• GOAL OF THE EXERCISE: Set down only what runs from the line containing "Look at the image and find the brick" through the last line of the data, exactly as it reads.

··· RECORDS FOR THE TASK

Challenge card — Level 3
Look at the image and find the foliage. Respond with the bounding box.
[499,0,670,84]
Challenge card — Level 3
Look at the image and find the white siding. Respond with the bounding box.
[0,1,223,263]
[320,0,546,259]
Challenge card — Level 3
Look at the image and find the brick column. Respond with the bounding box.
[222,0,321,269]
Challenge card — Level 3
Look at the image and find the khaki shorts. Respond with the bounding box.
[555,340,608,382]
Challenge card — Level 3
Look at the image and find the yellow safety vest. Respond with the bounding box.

······

• OUTPUT BELOW:
Look at the image and find the brick column. Respond with the bounding box.
[222,0,321,269]
Challenge card — Level 3
Look at the image and find the khaki shorts. Respond with the bounding box.
[555,340,608,382]
Challenge card — Level 3
Look at the image and find the yellow safety vest. Respond with the bounding box.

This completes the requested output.